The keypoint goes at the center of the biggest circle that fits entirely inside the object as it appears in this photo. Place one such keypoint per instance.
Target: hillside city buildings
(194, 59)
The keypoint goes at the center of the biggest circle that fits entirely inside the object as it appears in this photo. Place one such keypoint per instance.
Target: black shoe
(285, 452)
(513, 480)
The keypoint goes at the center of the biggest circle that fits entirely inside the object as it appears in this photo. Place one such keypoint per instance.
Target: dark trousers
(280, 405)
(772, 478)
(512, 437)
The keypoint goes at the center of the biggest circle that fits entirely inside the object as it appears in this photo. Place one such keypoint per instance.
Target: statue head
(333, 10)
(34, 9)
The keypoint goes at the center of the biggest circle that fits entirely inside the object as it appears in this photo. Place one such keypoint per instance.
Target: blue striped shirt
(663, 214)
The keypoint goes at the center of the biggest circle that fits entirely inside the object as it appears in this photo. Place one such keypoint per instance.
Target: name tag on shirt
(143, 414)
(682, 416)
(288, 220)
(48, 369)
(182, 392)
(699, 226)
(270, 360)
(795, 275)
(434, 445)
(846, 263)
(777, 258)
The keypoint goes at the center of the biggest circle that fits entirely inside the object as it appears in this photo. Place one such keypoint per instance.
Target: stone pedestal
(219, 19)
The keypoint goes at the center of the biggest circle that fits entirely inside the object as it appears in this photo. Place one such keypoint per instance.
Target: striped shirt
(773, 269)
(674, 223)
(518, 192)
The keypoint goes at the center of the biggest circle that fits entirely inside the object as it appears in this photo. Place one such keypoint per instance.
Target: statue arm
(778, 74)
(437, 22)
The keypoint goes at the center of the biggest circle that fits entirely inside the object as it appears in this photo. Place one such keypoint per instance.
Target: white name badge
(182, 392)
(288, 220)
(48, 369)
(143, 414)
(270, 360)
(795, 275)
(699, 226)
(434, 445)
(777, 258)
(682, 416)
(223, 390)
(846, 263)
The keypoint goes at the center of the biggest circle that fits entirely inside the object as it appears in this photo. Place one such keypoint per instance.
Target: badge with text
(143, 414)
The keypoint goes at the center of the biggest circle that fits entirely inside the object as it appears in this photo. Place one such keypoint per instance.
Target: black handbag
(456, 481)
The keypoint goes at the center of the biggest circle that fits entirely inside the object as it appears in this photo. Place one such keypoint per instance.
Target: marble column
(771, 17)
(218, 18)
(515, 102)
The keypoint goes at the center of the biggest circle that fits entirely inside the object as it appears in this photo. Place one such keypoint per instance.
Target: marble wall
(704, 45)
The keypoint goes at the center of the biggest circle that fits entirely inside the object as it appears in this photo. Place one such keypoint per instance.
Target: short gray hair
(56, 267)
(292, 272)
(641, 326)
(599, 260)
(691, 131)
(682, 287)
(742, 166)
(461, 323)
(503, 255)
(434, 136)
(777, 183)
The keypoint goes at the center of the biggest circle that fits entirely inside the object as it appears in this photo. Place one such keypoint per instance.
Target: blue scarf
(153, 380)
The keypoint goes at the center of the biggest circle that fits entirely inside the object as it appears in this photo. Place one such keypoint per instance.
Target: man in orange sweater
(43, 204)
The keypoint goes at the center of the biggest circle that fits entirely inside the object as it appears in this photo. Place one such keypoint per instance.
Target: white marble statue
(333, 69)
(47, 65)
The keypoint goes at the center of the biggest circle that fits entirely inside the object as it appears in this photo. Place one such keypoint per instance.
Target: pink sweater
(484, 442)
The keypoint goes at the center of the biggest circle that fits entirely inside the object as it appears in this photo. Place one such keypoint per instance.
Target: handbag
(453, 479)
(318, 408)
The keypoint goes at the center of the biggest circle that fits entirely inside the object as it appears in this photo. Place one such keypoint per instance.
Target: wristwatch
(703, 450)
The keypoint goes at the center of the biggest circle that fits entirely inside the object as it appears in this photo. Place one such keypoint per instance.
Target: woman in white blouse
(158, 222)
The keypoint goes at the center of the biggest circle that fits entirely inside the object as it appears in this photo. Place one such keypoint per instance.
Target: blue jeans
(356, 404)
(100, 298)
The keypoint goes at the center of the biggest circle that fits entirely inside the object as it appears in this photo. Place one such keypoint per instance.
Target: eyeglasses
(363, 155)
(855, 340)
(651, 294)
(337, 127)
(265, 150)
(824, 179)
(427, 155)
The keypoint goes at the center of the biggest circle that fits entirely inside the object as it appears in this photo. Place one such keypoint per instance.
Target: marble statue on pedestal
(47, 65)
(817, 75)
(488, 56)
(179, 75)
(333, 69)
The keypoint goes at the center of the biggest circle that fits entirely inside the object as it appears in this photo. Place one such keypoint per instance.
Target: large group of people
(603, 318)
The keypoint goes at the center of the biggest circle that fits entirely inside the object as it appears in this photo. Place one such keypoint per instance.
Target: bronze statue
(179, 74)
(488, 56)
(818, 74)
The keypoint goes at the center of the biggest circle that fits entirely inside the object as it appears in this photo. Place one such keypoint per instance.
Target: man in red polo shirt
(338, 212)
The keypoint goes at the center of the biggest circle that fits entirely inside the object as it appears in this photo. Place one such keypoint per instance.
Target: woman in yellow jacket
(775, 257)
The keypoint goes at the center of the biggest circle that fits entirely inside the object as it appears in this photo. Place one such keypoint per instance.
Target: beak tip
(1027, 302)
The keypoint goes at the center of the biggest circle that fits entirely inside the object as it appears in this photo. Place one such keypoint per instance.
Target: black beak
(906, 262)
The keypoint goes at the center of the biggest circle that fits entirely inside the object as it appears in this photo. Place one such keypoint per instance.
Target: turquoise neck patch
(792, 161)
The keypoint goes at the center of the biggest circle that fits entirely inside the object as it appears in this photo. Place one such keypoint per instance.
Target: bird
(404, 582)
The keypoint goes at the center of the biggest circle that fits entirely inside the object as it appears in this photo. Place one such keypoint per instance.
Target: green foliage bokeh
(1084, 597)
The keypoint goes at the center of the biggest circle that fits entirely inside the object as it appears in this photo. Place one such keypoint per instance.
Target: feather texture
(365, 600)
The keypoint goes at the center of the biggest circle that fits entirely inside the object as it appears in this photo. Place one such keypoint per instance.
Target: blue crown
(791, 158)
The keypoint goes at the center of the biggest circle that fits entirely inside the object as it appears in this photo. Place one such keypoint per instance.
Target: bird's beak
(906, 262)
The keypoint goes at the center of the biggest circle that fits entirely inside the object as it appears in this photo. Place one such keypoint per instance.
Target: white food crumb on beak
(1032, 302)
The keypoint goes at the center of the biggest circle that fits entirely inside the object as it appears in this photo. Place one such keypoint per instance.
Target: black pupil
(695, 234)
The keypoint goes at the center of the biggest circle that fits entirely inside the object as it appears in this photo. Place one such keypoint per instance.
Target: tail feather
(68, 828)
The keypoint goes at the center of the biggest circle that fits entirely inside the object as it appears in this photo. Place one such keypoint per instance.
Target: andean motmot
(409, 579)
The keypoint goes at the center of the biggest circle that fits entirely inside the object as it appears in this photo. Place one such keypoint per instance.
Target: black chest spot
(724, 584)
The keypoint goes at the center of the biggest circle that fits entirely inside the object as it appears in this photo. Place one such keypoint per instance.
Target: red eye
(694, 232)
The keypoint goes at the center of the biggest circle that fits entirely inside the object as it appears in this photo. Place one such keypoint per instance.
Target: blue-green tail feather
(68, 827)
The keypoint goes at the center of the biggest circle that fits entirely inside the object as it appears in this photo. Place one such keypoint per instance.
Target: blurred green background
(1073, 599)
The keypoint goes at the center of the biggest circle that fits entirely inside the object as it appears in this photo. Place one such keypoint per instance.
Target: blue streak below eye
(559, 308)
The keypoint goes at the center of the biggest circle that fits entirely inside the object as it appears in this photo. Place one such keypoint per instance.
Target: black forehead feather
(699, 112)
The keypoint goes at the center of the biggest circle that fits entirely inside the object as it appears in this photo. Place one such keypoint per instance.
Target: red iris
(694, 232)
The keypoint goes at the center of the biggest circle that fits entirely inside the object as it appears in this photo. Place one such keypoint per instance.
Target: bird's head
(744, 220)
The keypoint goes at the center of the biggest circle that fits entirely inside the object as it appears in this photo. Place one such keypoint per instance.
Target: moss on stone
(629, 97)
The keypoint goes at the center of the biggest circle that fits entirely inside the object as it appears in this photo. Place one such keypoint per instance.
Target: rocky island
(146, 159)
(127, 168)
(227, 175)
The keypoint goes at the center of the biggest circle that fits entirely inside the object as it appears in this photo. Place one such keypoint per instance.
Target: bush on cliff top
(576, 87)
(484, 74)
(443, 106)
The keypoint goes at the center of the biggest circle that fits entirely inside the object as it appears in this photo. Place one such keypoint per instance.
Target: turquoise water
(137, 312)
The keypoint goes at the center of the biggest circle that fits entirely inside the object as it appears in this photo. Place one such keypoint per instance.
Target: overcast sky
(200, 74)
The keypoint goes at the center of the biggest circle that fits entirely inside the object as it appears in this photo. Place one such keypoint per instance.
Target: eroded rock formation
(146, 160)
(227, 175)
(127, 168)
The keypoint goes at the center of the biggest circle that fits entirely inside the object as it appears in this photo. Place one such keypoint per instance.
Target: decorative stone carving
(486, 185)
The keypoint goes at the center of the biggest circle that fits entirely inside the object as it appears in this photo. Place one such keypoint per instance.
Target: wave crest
★ ★ ★
● Problem description:
Please count the lines in the records above that contain the string "green", and reply with the number alone.

● Exercise response:
3